-- Ausgewählter Auszug --
************
Rathaus Aarau, Vernissage 22. Oktober 2010


Eine Einführung von Corinne Schatz, Oktober 2010

Wie eine Lebensader durchströmt die Arbeit „Red Strings Through My Hands“, welche auch der Ausstellung von Nesa Gschwend den Namen gibt, das Aarauer Rathaus und verbindet nicht nur die Raumebenen sondern auch die darin gezeigten Arbeiten miteinander. Durch alle vier Stockwerke hinauf schlingen sich die aus hauptsächlich roten Saris geknüpften Seile, verknoten sich an manchen Stellen und steigen in mehreren Strängen in die Höhe.
    Die meisten Arbeiten, die Nesa Gschwend in Aarau zeigt, sind während oder anschliessend unter dem Eindruck ihres sechsmonatigen Aufenthalts 2009 in Indien, in Varanasi, jenem geschichtsträchtigen Pilgerort am Ganges entstanden. Es sind Installationen, Objekte, Zeichnungen, aber auch Videoaufnahmen von Performances. Es kristallisieren sich darin die Faszination wie auch die Zwiespältigkeit angesichts der viel zitierten Gegensätzlichkeit dieses Subkontinents, wo Archaisches neben Futuristischem parallel existiert und man von Augenblick zu Augenblick von weit entfernter Vergangenheit in die Zukunft katapultiert wird.
************
-- Aufgaben und Übungen --
A. Welche Arten von Arbeiten zeigt Nesa Gschwend laut der Einführung in Aarau? Nenne alle.
B. Schreib aus der Einführung den Teil zwischen „Rathaus Aarau, Vernissage“ und „in die Höhe.“ Wort für Wort ab, beide Stellen eingeschlossen.

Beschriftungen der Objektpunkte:
************
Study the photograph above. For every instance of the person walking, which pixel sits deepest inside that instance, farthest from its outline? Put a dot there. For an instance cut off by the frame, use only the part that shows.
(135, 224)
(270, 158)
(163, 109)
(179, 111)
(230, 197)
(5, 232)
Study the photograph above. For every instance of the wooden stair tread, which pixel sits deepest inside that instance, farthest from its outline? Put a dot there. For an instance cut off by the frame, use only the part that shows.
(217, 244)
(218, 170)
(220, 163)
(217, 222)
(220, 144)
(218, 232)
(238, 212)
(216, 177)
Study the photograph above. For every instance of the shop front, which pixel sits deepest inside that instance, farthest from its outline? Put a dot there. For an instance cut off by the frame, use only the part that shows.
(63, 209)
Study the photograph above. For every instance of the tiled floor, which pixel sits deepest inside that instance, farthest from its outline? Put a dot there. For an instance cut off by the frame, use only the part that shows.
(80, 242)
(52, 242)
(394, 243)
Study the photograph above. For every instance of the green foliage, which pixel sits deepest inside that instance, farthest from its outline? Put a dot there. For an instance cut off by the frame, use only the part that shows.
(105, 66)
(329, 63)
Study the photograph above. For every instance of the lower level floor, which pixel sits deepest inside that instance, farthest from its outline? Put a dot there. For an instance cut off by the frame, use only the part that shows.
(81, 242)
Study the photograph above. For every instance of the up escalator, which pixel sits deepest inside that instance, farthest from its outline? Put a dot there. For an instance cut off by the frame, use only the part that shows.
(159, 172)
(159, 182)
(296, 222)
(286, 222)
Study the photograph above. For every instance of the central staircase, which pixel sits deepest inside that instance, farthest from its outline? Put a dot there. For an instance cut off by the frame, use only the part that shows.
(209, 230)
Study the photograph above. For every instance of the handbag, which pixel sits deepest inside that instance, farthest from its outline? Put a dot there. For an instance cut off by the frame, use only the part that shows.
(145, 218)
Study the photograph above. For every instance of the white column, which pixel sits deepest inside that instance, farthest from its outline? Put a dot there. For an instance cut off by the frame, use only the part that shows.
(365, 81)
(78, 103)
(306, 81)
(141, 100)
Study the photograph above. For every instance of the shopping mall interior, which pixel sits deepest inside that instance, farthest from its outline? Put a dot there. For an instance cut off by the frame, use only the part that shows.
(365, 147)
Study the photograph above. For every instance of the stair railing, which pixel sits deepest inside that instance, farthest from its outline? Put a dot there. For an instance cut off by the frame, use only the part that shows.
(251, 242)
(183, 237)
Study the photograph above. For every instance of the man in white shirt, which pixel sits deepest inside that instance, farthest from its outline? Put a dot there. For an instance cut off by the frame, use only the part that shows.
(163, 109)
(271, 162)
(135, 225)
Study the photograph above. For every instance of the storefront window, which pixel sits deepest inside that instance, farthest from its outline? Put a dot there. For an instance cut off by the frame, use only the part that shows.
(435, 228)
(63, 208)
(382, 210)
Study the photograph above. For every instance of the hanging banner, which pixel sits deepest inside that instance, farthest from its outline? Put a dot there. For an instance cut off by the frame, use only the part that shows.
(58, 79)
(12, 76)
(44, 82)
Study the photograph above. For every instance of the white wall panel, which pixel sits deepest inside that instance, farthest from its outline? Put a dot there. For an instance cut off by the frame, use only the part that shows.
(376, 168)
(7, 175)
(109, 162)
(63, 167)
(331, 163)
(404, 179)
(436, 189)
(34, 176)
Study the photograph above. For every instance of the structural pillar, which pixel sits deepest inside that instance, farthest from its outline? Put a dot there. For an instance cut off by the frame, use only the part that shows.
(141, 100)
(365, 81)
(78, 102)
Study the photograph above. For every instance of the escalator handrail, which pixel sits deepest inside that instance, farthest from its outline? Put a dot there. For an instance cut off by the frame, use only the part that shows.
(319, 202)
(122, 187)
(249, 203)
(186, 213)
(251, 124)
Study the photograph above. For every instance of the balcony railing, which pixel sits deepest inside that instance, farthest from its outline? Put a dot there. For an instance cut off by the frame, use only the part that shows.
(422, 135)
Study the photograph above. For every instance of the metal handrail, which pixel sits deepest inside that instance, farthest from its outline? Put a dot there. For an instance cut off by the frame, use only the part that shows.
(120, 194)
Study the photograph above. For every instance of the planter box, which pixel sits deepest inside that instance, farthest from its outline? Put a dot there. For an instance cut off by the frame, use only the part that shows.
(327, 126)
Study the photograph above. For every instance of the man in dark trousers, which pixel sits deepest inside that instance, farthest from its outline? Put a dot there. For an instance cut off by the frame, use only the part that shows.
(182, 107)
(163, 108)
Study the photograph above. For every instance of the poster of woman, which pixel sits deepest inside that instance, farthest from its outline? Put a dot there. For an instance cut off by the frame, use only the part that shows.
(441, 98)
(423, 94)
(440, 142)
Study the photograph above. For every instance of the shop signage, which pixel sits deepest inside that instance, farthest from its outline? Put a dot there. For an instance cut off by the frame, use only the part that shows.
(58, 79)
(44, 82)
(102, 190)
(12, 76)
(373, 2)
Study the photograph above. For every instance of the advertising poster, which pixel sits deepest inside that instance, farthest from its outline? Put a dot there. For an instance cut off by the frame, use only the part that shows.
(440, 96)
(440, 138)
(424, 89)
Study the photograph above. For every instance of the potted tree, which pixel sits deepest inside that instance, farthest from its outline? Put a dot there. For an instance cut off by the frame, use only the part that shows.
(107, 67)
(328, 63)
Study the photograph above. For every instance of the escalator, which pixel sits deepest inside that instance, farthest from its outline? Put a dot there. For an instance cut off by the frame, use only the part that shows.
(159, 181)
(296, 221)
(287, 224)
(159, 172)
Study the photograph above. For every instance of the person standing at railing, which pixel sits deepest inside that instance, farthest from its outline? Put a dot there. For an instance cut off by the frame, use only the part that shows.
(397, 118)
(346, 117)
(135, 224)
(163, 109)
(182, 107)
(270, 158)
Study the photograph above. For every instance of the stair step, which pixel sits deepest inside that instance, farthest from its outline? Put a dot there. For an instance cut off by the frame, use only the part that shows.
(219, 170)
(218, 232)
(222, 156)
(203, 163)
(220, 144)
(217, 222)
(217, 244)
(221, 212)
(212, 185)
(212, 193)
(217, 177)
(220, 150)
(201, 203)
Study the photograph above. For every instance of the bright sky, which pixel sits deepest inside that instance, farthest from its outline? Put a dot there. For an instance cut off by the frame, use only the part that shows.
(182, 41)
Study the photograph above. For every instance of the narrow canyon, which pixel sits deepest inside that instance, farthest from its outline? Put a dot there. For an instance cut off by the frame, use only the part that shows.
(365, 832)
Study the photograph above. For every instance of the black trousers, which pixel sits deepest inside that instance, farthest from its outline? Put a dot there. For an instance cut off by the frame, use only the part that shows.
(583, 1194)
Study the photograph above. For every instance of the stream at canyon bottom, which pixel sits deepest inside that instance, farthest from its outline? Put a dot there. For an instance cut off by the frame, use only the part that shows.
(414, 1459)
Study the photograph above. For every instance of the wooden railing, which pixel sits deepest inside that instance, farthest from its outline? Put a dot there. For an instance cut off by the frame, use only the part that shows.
************
-- Endergebnisse --
A. Installationen, Objekte, Zeichnungen, Videoaufnahmen von Performances

B.
Rathaus Aarau, Vernissage 22. Oktober 2010


Eine Einführung von Corinne Schatz, Oktober 2010

Wie eine Lebensader durchströmt die Arbeit „Red Strings Through My Hands“, welche auch der Ausstellung von Nesa Gschwend den Namen gibt, das Aarauer Rathaus und verbindet nicht nur die Raumebenen sondern auch die darin gezeigten Arbeiten miteinander. Durch alle vier Stockwerke hinauf schlingen sich die aus hauptsächlich roten Saris geknüpften Seile, verknoten sich an manchen Stellen und steigen in mehreren Strängen in die Höhe.